• Given request: Change every occurrence of "free-text prompt" in the data to "natural-language prompt", and leave all other text untouched.

Stored records
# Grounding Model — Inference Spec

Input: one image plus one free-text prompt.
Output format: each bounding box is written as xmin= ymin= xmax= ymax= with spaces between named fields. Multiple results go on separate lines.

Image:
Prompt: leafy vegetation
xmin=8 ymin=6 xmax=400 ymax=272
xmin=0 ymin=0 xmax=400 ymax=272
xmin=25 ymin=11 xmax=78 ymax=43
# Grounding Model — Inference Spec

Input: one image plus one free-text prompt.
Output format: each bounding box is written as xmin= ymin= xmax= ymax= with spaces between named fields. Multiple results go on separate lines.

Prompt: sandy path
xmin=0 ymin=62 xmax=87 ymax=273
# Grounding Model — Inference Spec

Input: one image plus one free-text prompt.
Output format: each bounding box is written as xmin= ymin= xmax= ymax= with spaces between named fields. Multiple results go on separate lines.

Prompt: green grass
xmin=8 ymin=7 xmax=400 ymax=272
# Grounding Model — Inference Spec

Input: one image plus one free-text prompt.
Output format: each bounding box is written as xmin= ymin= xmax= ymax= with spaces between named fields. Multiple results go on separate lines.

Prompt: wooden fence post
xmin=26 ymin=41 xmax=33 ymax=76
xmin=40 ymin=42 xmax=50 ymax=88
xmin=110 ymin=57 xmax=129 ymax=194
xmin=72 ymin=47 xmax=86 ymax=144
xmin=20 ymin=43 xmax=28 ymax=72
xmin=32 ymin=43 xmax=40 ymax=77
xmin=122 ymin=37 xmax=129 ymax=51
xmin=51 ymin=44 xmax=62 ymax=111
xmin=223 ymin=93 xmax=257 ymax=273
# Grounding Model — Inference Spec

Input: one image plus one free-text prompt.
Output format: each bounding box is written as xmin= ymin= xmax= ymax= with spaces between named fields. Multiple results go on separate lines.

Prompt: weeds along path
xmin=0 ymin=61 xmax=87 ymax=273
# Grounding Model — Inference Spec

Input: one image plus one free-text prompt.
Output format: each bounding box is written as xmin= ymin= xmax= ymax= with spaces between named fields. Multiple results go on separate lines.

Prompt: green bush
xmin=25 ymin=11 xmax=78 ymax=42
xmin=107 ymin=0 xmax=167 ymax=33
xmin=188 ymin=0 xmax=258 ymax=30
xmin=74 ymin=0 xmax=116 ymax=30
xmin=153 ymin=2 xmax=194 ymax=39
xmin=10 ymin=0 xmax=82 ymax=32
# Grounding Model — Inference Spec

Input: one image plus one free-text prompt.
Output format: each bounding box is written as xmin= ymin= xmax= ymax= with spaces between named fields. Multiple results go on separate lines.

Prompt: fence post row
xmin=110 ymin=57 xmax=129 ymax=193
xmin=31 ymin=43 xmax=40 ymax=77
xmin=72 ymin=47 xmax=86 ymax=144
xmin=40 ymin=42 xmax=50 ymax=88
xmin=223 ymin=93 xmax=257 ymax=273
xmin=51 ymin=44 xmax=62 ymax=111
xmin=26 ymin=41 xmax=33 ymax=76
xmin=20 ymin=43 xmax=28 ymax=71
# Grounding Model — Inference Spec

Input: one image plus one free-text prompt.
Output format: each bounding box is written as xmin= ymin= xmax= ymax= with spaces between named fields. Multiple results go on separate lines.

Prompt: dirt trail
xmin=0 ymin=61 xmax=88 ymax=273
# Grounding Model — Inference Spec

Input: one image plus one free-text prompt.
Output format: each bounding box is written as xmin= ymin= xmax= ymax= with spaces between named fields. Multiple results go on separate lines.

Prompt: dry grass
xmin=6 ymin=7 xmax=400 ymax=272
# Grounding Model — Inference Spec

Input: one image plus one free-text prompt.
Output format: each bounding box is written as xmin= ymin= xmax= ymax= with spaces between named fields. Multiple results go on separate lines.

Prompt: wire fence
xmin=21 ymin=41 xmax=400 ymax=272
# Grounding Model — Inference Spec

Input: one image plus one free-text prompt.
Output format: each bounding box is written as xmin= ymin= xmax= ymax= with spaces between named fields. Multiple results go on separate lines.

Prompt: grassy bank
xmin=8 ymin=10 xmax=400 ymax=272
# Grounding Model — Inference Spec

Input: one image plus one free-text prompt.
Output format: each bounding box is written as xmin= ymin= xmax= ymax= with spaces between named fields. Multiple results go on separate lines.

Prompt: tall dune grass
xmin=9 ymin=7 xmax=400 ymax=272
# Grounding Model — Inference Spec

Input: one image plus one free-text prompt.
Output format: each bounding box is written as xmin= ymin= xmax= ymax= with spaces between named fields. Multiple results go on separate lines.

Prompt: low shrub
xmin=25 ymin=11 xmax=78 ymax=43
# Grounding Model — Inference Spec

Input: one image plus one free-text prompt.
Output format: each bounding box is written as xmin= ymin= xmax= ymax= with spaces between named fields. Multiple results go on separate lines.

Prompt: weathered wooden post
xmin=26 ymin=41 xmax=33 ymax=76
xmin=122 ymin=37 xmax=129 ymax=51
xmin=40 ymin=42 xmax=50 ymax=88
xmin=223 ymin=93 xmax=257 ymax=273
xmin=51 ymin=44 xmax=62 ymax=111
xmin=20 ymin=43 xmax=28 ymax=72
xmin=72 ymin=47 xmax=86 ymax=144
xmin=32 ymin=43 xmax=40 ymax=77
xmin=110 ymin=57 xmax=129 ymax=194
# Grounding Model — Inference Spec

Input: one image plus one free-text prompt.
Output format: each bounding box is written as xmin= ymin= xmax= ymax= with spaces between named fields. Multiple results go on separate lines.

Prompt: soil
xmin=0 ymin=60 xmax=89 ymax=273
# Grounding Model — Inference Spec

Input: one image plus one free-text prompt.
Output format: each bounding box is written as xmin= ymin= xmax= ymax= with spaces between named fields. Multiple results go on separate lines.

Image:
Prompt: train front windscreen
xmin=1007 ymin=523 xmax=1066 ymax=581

• The answer:
# Grounding Model — Inference Spec

Input: one image plus one natural-language prompt.
Output format: each bounding box is written as xmin= ymin= xmax= ymax= with spaces between named fields. Multiple results go on separate lines.

Image:
Prompt: leafy vegetation
xmin=8 ymin=6 xmax=400 ymax=272
xmin=0 ymin=0 xmax=400 ymax=272
xmin=25 ymin=11 xmax=78 ymax=43
# Grounding Model — Inference Spec

Input: one image plus one natural-language prompt.
Output format: each bounding box is written as xmin= ymin= xmax= ymax= with spaces between named fields. Multiple results go on separate lines.

Prompt: sandy path
xmin=0 ymin=62 xmax=87 ymax=273
# Grounding Model — Inference Spec

Input: one image plus one natural-language prompt.
Output format: each bounding box is written as xmin= ymin= xmax= ymax= with spaces between named fields. Multiple results go on separate lines.

Prompt: green grass
xmin=8 ymin=7 xmax=400 ymax=272
# Grounding Model — Inference Spec

Input: one image plus one natural-language prompt.
Output format: each bounding box is written as xmin= ymin= xmax= ymax= with spaces between named fields. Multiple results go on separate lines.

Prompt: wooden fence post
xmin=26 ymin=41 xmax=33 ymax=76
xmin=40 ymin=42 xmax=50 ymax=88
xmin=110 ymin=57 xmax=129 ymax=194
xmin=72 ymin=47 xmax=86 ymax=144
xmin=20 ymin=43 xmax=28 ymax=72
xmin=32 ymin=43 xmax=40 ymax=77
xmin=122 ymin=37 xmax=129 ymax=51
xmin=51 ymin=44 xmax=62 ymax=111
xmin=223 ymin=93 xmax=257 ymax=273
# Grounding Model — Inference Spec

Input: one image plus one natural-language prompt.
Output format: each bounding box is written as xmin= ymin= xmax= ymax= with spaces between named fields. Multiple results go on separate lines.

Prompt: weeds along path
xmin=0 ymin=61 xmax=87 ymax=273
# Grounding Model — Inference Spec

Input: one image plus one natural-language prompt.
Output format: each bounding box is written as xmin= ymin= xmax= ymax= with spaces between named fields. Multiple results go on separate lines.

Prompt: green bush
xmin=25 ymin=11 xmax=78 ymax=42
xmin=107 ymin=0 xmax=167 ymax=33
xmin=188 ymin=0 xmax=258 ymax=30
xmin=74 ymin=0 xmax=116 ymax=30
xmin=153 ymin=2 xmax=194 ymax=39
xmin=10 ymin=0 xmax=82 ymax=32
# Grounding Model — Inference Spec

Input: one image plus one natural-language prompt.
Output format: each bounding box is written as xmin= ymin= xmax= ymax= with spaces between named fields. Multiple results go on separate lines.

Prompt: fence post row
xmin=110 ymin=57 xmax=129 ymax=193
xmin=31 ymin=43 xmax=40 ymax=77
xmin=72 ymin=47 xmax=86 ymax=144
xmin=40 ymin=42 xmax=50 ymax=88
xmin=223 ymin=93 xmax=257 ymax=273
xmin=51 ymin=44 xmax=62 ymax=111
xmin=26 ymin=41 xmax=33 ymax=76
xmin=20 ymin=43 xmax=28 ymax=71
# Grounding Model — Inference Spec

Input: one image plus one natural-language prompt.
Output format: each bounding box is written as xmin= ymin= xmax= ymax= with spaces between named fields. Multiple results go on separate lines.

Prompt: dirt trail
xmin=0 ymin=61 xmax=88 ymax=273
# Grounding Model — Inference Spec

Input: one image plus one natural-language prompt.
Output format: each bounding box is written as xmin= ymin= xmax= ymax= with spaces between named fields. Multiple results go on separate lines.

Prompt: dry grass
xmin=6 ymin=7 xmax=400 ymax=272
# Grounding Model — Inference Spec

Input: one image plus one natural-language prompt.
Output format: each bounding box is written as xmin= ymin= xmax= ymax= with spaces between named fields. Multiple results go on separate lines.

Prompt: wire fence
xmin=21 ymin=41 xmax=400 ymax=272
# Grounding Model — Inference Spec

Input: one image plus one natural-language prompt.
Output format: each bounding box is written as xmin= ymin= xmax= ymax= with spaces between named fields. Multiple results go on separate lines.

Prompt: grassy bank
xmin=8 ymin=10 xmax=400 ymax=272
# Grounding Model — Inference Spec

Input: one image plus one natural-language prompt.
Output format: each bounding box is written as xmin= ymin= xmax= ymax= with spaces between named fields. Multiple results go on separate lines.

Prompt: tall dune grass
xmin=9 ymin=7 xmax=400 ymax=272
# Grounding Model — Inference Spec

Input: one image plus one natural-language prompt.
Output format: each bounding box is written as xmin= ymin= xmax= ymax= with spaces between named fields. Multiple results go on separate lines.

Prompt: low shrub
xmin=25 ymin=11 xmax=78 ymax=43
# Grounding Model — Inference Spec

Input: one image plus one natural-language prompt.
Output format: each bounding box is written as xmin= ymin= xmax= ymax= with spaces between named fields. Multiple results go on separate lines.

Prompt: weathered wooden post
xmin=26 ymin=41 xmax=33 ymax=76
xmin=122 ymin=37 xmax=129 ymax=51
xmin=40 ymin=42 xmax=50 ymax=88
xmin=223 ymin=93 xmax=257 ymax=273
xmin=51 ymin=44 xmax=62 ymax=111
xmin=20 ymin=43 xmax=28 ymax=72
xmin=72 ymin=47 xmax=86 ymax=144
xmin=32 ymin=43 xmax=40 ymax=77
xmin=110 ymin=57 xmax=129 ymax=194
# Grounding Model — Inference Spec

Input: one image plus one natural-language prompt.
Output format: each bounding box is written as xmin= ymin= xmax= ymax= with spaces between named fields. Multiple results go on separate lines.

Prompt: soil
xmin=0 ymin=60 xmax=89 ymax=273
# Grounding Model — Inference Spec

Input: one image plus one natural-language prompt.
Output format: each bounding box is written as xmin= ymin= xmax= ymax= with spaces between named fields. Multiple results go on separate lines.

Image:
Prompt: train front windscreen
xmin=1007 ymin=523 xmax=1066 ymax=581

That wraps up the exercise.